> [Textauszug]:
>>>
Deutscher Immobilienmarkt: Wohnungsnot hier, Leerstand dort

In Großstädten wie Berlin wird zu wenig gebaut, in einigen ländlichen Regionen zu viel. Eine Studie zeigt: Allein in Berlin fehlen am Ende des Jahrzehnts 55.000 Wohnungen.

Es wird eng in deutschen Großstädten. Zu dieser Schlussfolgerung kommt das arbeitgebernahe Institut der deutschen Wirtschaft (IW) in einer Studie zum künftigen Bedarf an Wohnungen. In seiner Analyse aller 402 deutschen Kreise und größerer Städte stellt das IW fest: Während in den Großstädten zu wenig gebaut wird, entstehen im ländlichen Raum häufig zu viele Wohnungen. Die Folge: Wohnungsnot in den Metropolen, Leerstand in der Provinz. Besonders dramatisch ist die Situation in Berlin und München.

„Jedes Jahr werden in der Bundesrepublik 20 000 Wohnungen zu wenig gebaut“, schreibt das IW in seiner am Mittwoch vorgestellten Studie. Die 245 000 im vergangenen Jahr entstandenen Wohnungen – immerhin 14 Prozent mehr als 2013 – verteilten sich ungleich zwischen Stadt und Land: Nur 66 000 seien auf Städte mit mehr als 100 000 Einwohnern entfallen, benötigt würden dort aber 102 000 neue Wohnungen. „Allein in Berlin müssten bis 2020 pro Jahr 20 000 neue Wohnungen bezugsfertig werden“, schreiben die IW-Experten. Tatsächlich seien es 2014 aber nur 8744 gewesen. Am Ende des Jahrzehnts würden in Berlin etwa 55 000 Wohnungen fehlen.

Nur in vier der zwölf Großstädte entspreche die Bautätigkeit dem Bedarf, in Düsseldorf, Bremen und in den schrumpfenden Städten Essen und Dortmund.
<<<
> [Vorliegendes Material]:
>>>
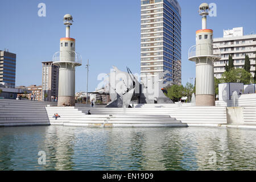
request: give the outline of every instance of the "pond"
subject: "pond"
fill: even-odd
[[[255,138],[217,128],[0,128],[0,170],[255,170]]]

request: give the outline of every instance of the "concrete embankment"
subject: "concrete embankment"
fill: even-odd
[[[0,127],[49,125],[46,109],[56,104],[29,100],[0,100]]]
[[[47,107],[50,105],[51,106]],[[56,103],[0,100],[0,127],[61,125],[99,127],[219,127],[256,129],[256,106],[238,109],[193,104],[135,104],[135,108],[55,107]],[[87,115],[90,110],[92,115]],[[57,113],[57,119],[52,117]],[[232,113],[236,113],[235,115]],[[234,117],[235,116],[235,117]]]

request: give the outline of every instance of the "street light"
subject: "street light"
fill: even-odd
[[[87,83],[86,83],[86,104],[88,104],[88,75],[89,75],[89,59],[87,60],[87,64],[85,68],[87,69]]]

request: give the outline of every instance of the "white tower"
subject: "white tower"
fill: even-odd
[[[188,59],[196,62],[196,105],[215,106],[214,61],[220,60],[220,49],[213,55],[213,31],[207,29],[207,16],[209,5],[203,3],[199,7],[202,16],[202,29],[197,30],[196,45],[189,51]]]
[[[75,106],[75,68],[82,65],[82,61],[81,56],[75,52],[75,39],[69,37],[72,16],[66,14],[63,22],[66,26],[66,37],[60,39],[60,52],[53,57],[53,64],[59,68],[58,106],[64,103]]]

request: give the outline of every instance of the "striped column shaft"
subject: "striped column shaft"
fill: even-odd
[[[197,64],[196,95],[214,95],[213,65]]]
[[[75,96],[75,69],[60,68],[59,74],[59,96]]]

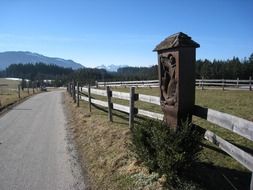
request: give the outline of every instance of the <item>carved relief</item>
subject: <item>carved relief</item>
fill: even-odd
[[[169,54],[167,57],[160,57],[161,76],[161,105],[162,107],[175,106],[177,104],[177,79],[176,79],[176,59]]]

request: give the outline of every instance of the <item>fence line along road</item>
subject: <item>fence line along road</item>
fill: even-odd
[[[216,87],[221,89],[240,89],[252,90],[252,77],[249,80],[232,79],[196,79],[195,85],[202,90],[204,88]],[[143,81],[114,81],[114,82],[97,82],[97,87],[159,87],[159,80],[143,80]]]
[[[107,87],[107,90],[101,90],[101,89],[90,88],[90,86],[88,86],[88,88],[82,87],[82,91],[80,91],[79,88],[76,88],[74,85],[69,84],[68,92],[72,96],[76,92],[76,95],[73,96],[73,98],[75,99],[75,102],[79,102],[79,98],[81,98],[82,100],[86,102],[89,102],[90,111],[91,111],[92,104],[108,108],[108,118],[110,121],[113,121],[112,111],[110,109],[128,113],[129,127],[133,125],[134,116],[137,114],[146,116],[149,118],[157,119],[157,120],[163,120],[163,114],[155,113],[155,112],[151,112],[148,110],[143,110],[143,109],[139,109],[135,107],[136,101],[143,101],[143,102],[148,102],[155,105],[160,105],[160,98],[157,96],[136,94],[134,93],[134,87],[131,87],[130,93],[111,91],[109,87]],[[97,100],[95,98],[92,98],[91,97],[92,94],[107,97],[108,101],[102,101],[102,100]],[[128,100],[130,102],[129,106],[113,103],[111,100],[112,97],[122,99],[122,100]],[[193,115],[200,117],[202,119],[205,119],[208,122],[211,122],[213,124],[216,124],[219,127],[230,130],[231,132],[236,133],[244,138],[247,138],[250,141],[253,141],[253,122],[251,121],[248,121],[248,120],[245,120],[245,119],[242,119],[242,118],[239,118],[237,116],[233,116],[227,113],[219,112],[213,109],[204,108],[198,105],[194,106]],[[239,163],[241,163],[244,167],[246,167],[248,170],[253,172],[253,156],[251,154],[236,147],[235,145],[222,139],[221,137],[217,136],[215,133],[209,130],[206,130],[204,137],[206,140],[210,141],[211,143],[221,148],[223,151],[229,154],[232,158],[234,158]],[[252,179],[251,179],[250,190],[253,190],[253,174],[252,174]]]

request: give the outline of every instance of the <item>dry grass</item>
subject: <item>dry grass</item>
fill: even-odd
[[[1,86],[3,84],[7,86]],[[0,78],[0,110],[33,94],[33,89],[29,89],[29,94],[27,89],[21,90],[19,99],[18,84],[19,81]]]
[[[88,172],[92,189],[161,189],[157,174],[149,174],[139,166],[129,150],[130,131],[125,120],[81,102],[77,108],[66,95],[70,115],[69,126],[79,152],[81,164]]]
[[[129,92],[129,88],[114,90]],[[159,96],[157,88],[138,88],[136,92]],[[106,100],[105,97],[94,97]],[[196,90],[196,104],[248,120],[253,119],[252,98],[253,93],[249,91]],[[89,114],[87,103],[82,102],[81,107],[76,109],[72,105],[72,100],[68,101],[71,112],[74,115],[79,115],[79,126],[74,130],[78,146],[81,154],[83,154],[82,157],[84,160],[87,159],[88,170],[95,184],[95,189],[160,188],[157,181],[161,181],[161,179],[157,179],[155,174],[148,174],[144,168],[136,163],[129,152],[127,144],[130,134],[127,115],[113,111],[120,117],[114,116],[114,122],[110,123],[107,119],[107,113],[92,107],[92,114]],[[119,99],[113,99],[113,102],[129,104],[128,101]],[[141,102],[137,102],[136,105],[145,110],[161,112],[160,106]],[[203,119],[194,117],[193,121],[201,127],[217,133],[236,146],[253,153],[253,142],[212,125]],[[232,186],[237,189],[249,188],[251,174],[246,168],[208,141],[204,142],[203,147],[200,154],[201,162],[193,171],[193,178],[197,178],[204,189],[233,189]]]

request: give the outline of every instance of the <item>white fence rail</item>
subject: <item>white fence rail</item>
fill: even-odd
[[[79,102],[79,98],[81,98],[82,100],[89,102],[90,106],[91,104],[96,104],[96,105],[109,109],[108,105],[111,105],[111,109],[119,110],[119,111],[128,113],[129,115],[138,114],[138,115],[146,116],[146,117],[157,119],[157,120],[163,120],[163,114],[136,108],[134,104],[129,104],[130,105],[129,107],[129,106],[115,104],[111,102],[111,97],[113,97],[113,98],[118,98],[118,99],[123,99],[123,100],[129,100],[129,102],[143,101],[143,102],[148,102],[155,105],[160,105],[160,98],[156,96],[111,91],[109,88],[107,89],[109,90],[109,92],[106,90],[93,89],[90,87],[82,88],[82,91],[79,91],[79,89],[76,89],[76,88],[68,88],[68,89],[72,89],[72,90],[69,90],[69,92],[72,95],[74,100],[78,99],[78,102]],[[73,91],[75,90],[78,90],[78,93],[77,95],[73,96],[73,94],[75,94],[73,93]],[[88,94],[85,94],[84,92]],[[93,99],[91,98],[91,94],[105,96],[107,97],[108,102]],[[108,111],[108,114],[111,114],[109,115],[109,118],[112,118],[112,112]],[[231,132],[234,132],[244,138],[247,138],[253,141],[253,122],[251,121],[248,121],[248,120],[245,120],[245,119],[242,119],[242,118],[239,118],[227,113],[222,113],[216,110],[212,110],[209,108],[204,108],[198,105],[194,106],[193,115],[200,117],[202,119],[205,119],[208,122],[216,124],[222,128],[230,130]],[[131,122],[132,121],[129,120],[129,126],[132,126]],[[219,148],[221,148],[223,151],[228,153],[231,157],[233,157],[235,160],[237,160],[239,163],[245,166],[248,170],[253,172],[253,156],[251,154],[236,147],[235,145],[222,139],[221,137],[217,136],[216,134],[214,134],[213,132],[209,130],[206,130],[204,137],[206,140],[217,145]],[[253,175],[252,175],[251,184],[253,184]]]
[[[231,80],[231,79],[196,79],[195,85],[201,89],[218,87],[222,88],[237,88],[241,90],[252,90],[252,78],[249,80]],[[143,81],[115,81],[115,82],[97,82],[97,87],[159,87],[159,80],[143,80]]]

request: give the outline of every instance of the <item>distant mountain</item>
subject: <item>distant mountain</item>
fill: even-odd
[[[76,63],[72,60],[66,60],[61,58],[46,57],[37,53],[31,53],[28,51],[7,51],[0,53],[0,70],[4,70],[9,65],[14,63],[38,63],[55,64],[60,67],[79,69],[84,66]]]
[[[105,69],[109,72],[117,72],[119,68],[123,68],[123,67],[129,67],[128,65],[108,65],[108,66],[105,66],[105,65],[100,65],[98,67],[96,67],[97,69]]]

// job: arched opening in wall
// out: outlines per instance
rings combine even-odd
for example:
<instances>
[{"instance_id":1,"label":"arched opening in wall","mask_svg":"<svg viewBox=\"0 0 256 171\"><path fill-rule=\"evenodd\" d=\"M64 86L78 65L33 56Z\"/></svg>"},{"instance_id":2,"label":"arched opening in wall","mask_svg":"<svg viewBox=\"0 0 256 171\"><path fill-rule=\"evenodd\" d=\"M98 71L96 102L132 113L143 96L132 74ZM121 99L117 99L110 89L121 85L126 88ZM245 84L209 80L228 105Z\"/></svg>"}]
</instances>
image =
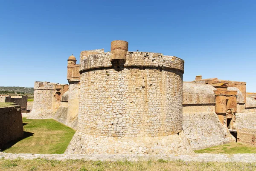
<<<
> [Was zu tun ist]:
A. Schreib aus dem Text zum Wohnungsmarkt die Stelle von „Deutscher Immobilienmarkt: Wohnungsnot“ bis einschließlich „Berlin und München.“ wortgetreu heraus.
B. Fass den Text zum Wohnungsmarkt in zwei Sätzen zusammen.
C. Schreib den Text über den deutschen Wohnungsmarkt nach seinem letzten Satz weiter.

> [Erwartete Antworten]:
A.
Deutscher Immobilienmarkt: Wohnungsnot hier, Leerstand dort

In Großstädten wie Berlin wird zu wenig gebaut, in einigen ländlichen Regionen zu viel. Eine Studie zeigt: Allein in Berlin fehlen am Ende des Jahrzehnts 55.000 Wohnungen.

Es wird eng in deutschen Großstädten. Zu dieser Schlussfolgerung kommt das arbeitgebernahe Institut der deutschen Wirtschaft (IW) in einer Studie zum künftigen Bedarf an Wohnungen. In seiner Analyse aller 402 deutschen Kreise und größerer Städte stellt das IW fest: Während in den Großstädten zu wenig gebaut wird, entstehen im ländlichen Raum häufig zu viele Wohnungen. Die Folge: Wohnungsnot in den Metropolen, Leerstand in der Provinz. Besonders dramatisch ist die Situation in Berlin und München.

B. Laut einer Studie des Instituts der deutschen Wirtschaft wird in deutschen Großstädten zu wenig gebaut, im ländlichen Raum dagegen oft zu viel, was zu Wohnungsnot in den Metropolen und Leerstand in der Provinz führt. Besonders eng ist es in Berlin: Dort müssten bis 2020 jedes Jahr 20 000 neue Wohnungen fertig werden, 2014 waren es aber nur 8744, sodass am Ende des Jahrzehnts etwa 55 000 Wohnungen fehlen würden.

C.
In strukturschwachen Gegenden wie zum Beispiel der Eifel, dem Schwarzwald oder in Ostdeutschland gebe es hingegen zu viele Wohnungen. Die Ursachen sieht das IW in niedrigen Grundstückspreisen und der großzügigen Ausweisung von Bauland durch die Kommunen. Damit werde versucht, „neue Unternehmen und Menschen zur Ansiedlung zu gewinnen“. So werde häufig lieber neu gebaut, statt in eine Bestandsimmobilie zu investieren. Um eine weitere Zersiedelung und damit steigende Infrastrukturkosten zu vermeiden, müssten die Kommunen „finanzielle Anreize setzen, dass eher Bestandsimmobilien im Innenbereich eines Städtchens oder Dorfes erworben und gegebenenfalls saniert werden“. Außerdem sollten schrumpfende und wachsende Regionen möglichst effizient miteinander verbunden werden – durch eine bessere Verkehrsinfrastruktur, die Ausweitung des Schienenverkehrs oder den Ausbau des Fernbussystems.

Angesichts drastisch steigender Grundstücks- und Baukosten in Großstädten wie Berlin fordert das IW auch hier die Politik zum Gegensteuern auf. So müssten brachliegende Industrie- und andere Flächen „aktiviert“ werden. Auch seien Maßnahmen gefordert, um die Kosten für Neubauten zu reduzieren. „Beliebte Städte müssen die Auflagen etwa für die Gebäudehöhe lockern“, forderte IW-Immobilienexperte Michael Voigtländer.

Deutsche Annington und Makler Ziegert profitieren

Profiteure des Booms in den Städten sind die großen Immobilienunternehmen und Makler. So verdiente der größte deutsche Wohnungsvermieter Deutsche Annington nach seinen jüngsten Übernahmen in den ersten sechs Monaten deutlich mehr Geld: knapp 85 Millionen Euro. Vor allem der Kauf des größten Konkurrenten Gagfah machte sich in der Bilanz bemerkbar. Zuletzt hatte der börsennotierte Konzern die Südewo-Gruppe übernommen. Der Deutschen Annington, die ab Herbst Vonovia heißt, gehören bundesweit rund 350 000 Wohnungen, die meisten in Nordrhein-Westfalen und Ballungsräumen wie Berlin. Das Unternehmen kündigte am Mittwoch an, mehr in die Instandhaltung und Modernisierung seiner Wohnungen investieren zu wollen. Bereits im ersten Halbjahr gab der Marktführer rund 265 Millionen Euro für Renovierungen aus – 120 Millionen Euro mehr als im Vorjahreszeitraum.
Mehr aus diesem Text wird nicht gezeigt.